[[ Passage to read open ]]

I have taken my back for granted. After all, it doesn't really make much of a fuss most of the time, and it spends it's time behind me, so it's not something I used to spend much time thinking about. Until the day my back decided to stab me in the ... well, in the back.
I had just shut my front door, and was turning away when I felt a spasm, a tear, in the small of my back. It hurt, but not terribly. At the time I thought, "Well, that was annoying", and then went back to ignoring my back ... for awhile. The pain kept growing gradually worse, much like Michelle Bachman's media presence. By the time I went to bed my back was big bucket of agony, making sleep very difficult.
I got out of bed at 8:30 am the next day. It took me about 20 minutes to do so. I had originally decided to just ride out the pain, but this had become impossible. I went to the Urgent Care center in Stoney Creek. Sure, St. Joe's downtown is closer, but the last time I went there was about 2 months ago, and the wait for a doctor was so long I still haven't had my turn called.
There was no one ahead of me at the hospital, which was nice. For the first time in my life I rode a wheelchair for real, because walking was a torment. Sitting hurt to, but nowhere near as much as walking.
The doctor was great, and gave me a shot of morphine to help with the pain. I have to admit I was disappointed ... I had heard so much about the affects of morphine, and all I got was mild reduction in pain. The doctor later informed me he had given me a very small dosage as this was my first exposure to the medicine and he wanted to make sure it didn't like, kill me. For my part, I wanted buckets full of the stuff to take the pain away. Oh well, I guess better safe and sore than pain free and, like, dead.
So now I'm on 3 meds - Oxycodone for the pain, cyclobenzaprine for the swelling, and Naproxen for ... oh, I don't know, let's say to prevent involuntary spontaneous decapitation. I shuffle around like a refugee from a bad zombie movie, and am pretty much confined to quarters for the next few days. The pain is still present, but manageable.
All in all, it could be worse. I could be Stephen Harper.

[[ Passage to read closed ]]

» **Work request 1**
Using the back-pain post, answer each question briefly.
(a) At what time did the writer get out of bed the next day?
(b) Which place did the writer go to for treatment?
(c) According to the writer, what is the Oxycodone for?
» **Work request 2**
Quote the back-pain post from "There was no" up to and including "and, like, dead.".
The listing that follows has nothing to do with the back-pain post.

[[ Data under study open ]]

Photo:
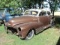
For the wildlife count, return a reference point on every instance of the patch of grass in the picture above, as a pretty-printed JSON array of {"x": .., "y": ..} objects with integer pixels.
[{"x": 48, "y": 37}]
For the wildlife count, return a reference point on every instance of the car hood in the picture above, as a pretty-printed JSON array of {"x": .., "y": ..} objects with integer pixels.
[{"x": 22, "y": 19}]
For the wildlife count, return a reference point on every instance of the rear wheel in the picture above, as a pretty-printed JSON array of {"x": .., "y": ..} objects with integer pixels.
[{"x": 30, "y": 34}]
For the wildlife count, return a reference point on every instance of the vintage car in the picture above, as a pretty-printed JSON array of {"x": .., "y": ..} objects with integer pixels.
[
  {"x": 31, "y": 22},
  {"x": 6, "y": 15}
]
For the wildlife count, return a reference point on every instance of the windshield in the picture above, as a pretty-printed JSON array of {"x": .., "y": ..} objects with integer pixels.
[{"x": 31, "y": 13}]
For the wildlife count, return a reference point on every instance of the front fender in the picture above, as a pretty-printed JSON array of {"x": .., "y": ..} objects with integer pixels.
[{"x": 25, "y": 28}]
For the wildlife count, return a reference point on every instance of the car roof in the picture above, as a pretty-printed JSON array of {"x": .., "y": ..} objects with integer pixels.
[{"x": 39, "y": 10}]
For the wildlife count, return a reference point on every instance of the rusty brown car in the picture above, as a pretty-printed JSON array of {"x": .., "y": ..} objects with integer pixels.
[{"x": 31, "y": 22}]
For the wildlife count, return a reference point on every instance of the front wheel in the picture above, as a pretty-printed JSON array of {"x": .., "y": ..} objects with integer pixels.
[{"x": 30, "y": 34}]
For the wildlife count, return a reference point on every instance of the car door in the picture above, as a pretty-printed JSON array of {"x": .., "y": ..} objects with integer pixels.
[{"x": 44, "y": 18}]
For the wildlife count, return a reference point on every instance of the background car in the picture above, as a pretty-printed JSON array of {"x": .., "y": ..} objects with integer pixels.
[{"x": 6, "y": 14}]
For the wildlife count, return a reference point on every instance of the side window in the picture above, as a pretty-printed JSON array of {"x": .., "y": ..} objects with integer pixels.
[{"x": 42, "y": 13}]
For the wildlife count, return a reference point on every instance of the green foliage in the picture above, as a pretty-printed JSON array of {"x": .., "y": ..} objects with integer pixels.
[{"x": 10, "y": 3}]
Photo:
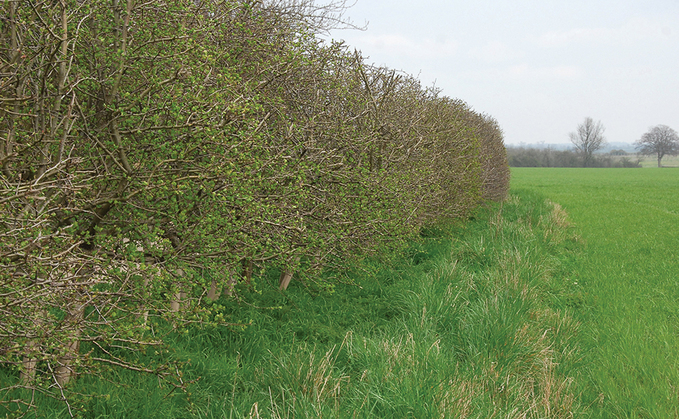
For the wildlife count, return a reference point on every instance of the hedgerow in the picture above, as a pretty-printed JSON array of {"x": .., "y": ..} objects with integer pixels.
[{"x": 155, "y": 155}]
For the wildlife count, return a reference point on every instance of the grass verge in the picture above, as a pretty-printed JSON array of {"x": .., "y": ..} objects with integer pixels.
[{"x": 474, "y": 323}]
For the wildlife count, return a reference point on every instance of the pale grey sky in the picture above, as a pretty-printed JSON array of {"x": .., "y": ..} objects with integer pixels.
[{"x": 538, "y": 66}]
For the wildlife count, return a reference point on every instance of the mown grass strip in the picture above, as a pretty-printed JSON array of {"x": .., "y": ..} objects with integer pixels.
[
  {"x": 629, "y": 219},
  {"x": 474, "y": 323}
]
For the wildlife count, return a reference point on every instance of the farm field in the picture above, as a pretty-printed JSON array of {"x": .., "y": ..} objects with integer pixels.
[{"x": 629, "y": 221}]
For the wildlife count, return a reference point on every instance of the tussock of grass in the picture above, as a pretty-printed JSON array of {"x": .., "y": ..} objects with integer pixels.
[{"x": 476, "y": 324}]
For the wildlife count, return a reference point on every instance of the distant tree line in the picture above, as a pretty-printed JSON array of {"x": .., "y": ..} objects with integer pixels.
[
  {"x": 154, "y": 155},
  {"x": 522, "y": 156}
]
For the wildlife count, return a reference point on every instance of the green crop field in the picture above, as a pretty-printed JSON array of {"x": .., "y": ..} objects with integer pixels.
[{"x": 629, "y": 273}]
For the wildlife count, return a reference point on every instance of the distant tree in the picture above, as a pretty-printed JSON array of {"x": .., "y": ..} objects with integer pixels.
[
  {"x": 588, "y": 138},
  {"x": 660, "y": 140}
]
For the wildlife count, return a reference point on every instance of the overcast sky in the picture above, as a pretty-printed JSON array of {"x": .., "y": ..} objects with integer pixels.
[{"x": 537, "y": 66}]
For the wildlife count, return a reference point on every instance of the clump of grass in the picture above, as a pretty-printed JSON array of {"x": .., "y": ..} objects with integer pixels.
[{"x": 474, "y": 324}]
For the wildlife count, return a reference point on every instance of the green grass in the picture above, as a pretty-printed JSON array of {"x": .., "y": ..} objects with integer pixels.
[
  {"x": 475, "y": 322},
  {"x": 629, "y": 220}
]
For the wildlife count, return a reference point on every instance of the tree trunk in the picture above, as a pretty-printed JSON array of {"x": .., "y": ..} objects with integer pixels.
[
  {"x": 64, "y": 371},
  {"x": 213, "y": 293}
]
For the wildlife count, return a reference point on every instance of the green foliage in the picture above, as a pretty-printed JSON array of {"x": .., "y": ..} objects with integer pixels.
[
  {"x": 156, "y": 154},
  {"x": 628, "y": 303},
  {"x": 433, "y": 336}
]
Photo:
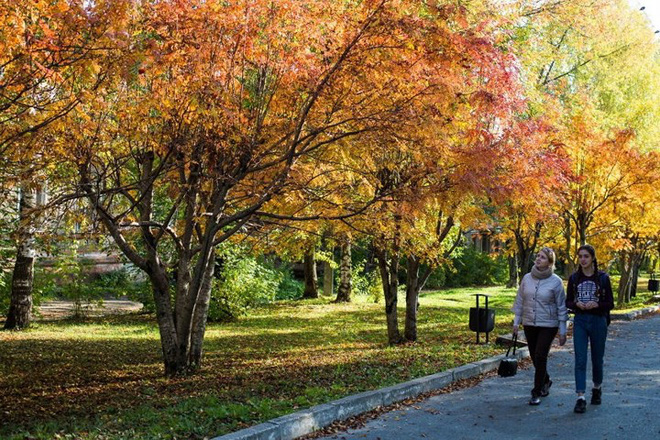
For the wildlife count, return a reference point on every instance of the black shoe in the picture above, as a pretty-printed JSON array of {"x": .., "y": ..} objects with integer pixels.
[{"x": 546, "y": 389}]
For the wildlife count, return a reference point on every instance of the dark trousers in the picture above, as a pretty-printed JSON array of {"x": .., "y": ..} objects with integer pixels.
[{"x": 539, "y": 340}]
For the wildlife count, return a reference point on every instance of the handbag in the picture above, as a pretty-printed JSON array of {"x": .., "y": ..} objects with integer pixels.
[{"x": 509, "y": 365}]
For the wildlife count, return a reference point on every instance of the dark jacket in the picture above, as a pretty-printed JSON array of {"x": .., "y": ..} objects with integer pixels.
[{"x": 594, "y": 288}]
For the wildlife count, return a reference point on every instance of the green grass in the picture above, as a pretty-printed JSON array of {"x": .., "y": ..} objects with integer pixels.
[{"x": 102, "y": 378}]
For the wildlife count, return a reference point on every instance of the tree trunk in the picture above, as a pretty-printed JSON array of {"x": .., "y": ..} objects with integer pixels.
[
  {"x": 328, "y": 279},
  {"x": 568, "y": 268},
  {"x": 345, "y": 287},
  {"x": 513, "y": 271},
  {"x": 624, "y": 281},
  {"x": 20, "y": 306},
  {"x": 200, "y": 315},
  {"x": 311, "y": 278},
  {"x": 166, "y": 322},
  {"x": 389, "y": 267}
]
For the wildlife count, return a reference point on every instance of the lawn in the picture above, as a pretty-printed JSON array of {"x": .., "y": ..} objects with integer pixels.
[{"x": 102, "y": 378}]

[[ Data under study closed ]]

» **Exercise answer 1**
(a) 8:30 am
(b) The Urgent Care center in Stoney Creek
(c) The pain

» **Exercise answer 2**
There was no one ahead of me at the hospital, which was nice. For the first time in my life I rode a wheelchair for real, because walking was a torment. Sitting hurt to, but nowhere near as much as walking.
The doctor was great, and gave me a shot of morphine to help with the pain. I have to admit I was disappointed ... I had heard so much about the affects of morphine, and all I got was mild reduction in pain. The doctor later informed me he had given me a very small dosage as this was my first exposure to the medicine and he wanted to make sure it didn't like, kill me. For my part, I wanted buckets full of the stuff to take the pain away. Oh well, I guess better safe and sore than pain free and, like, dead.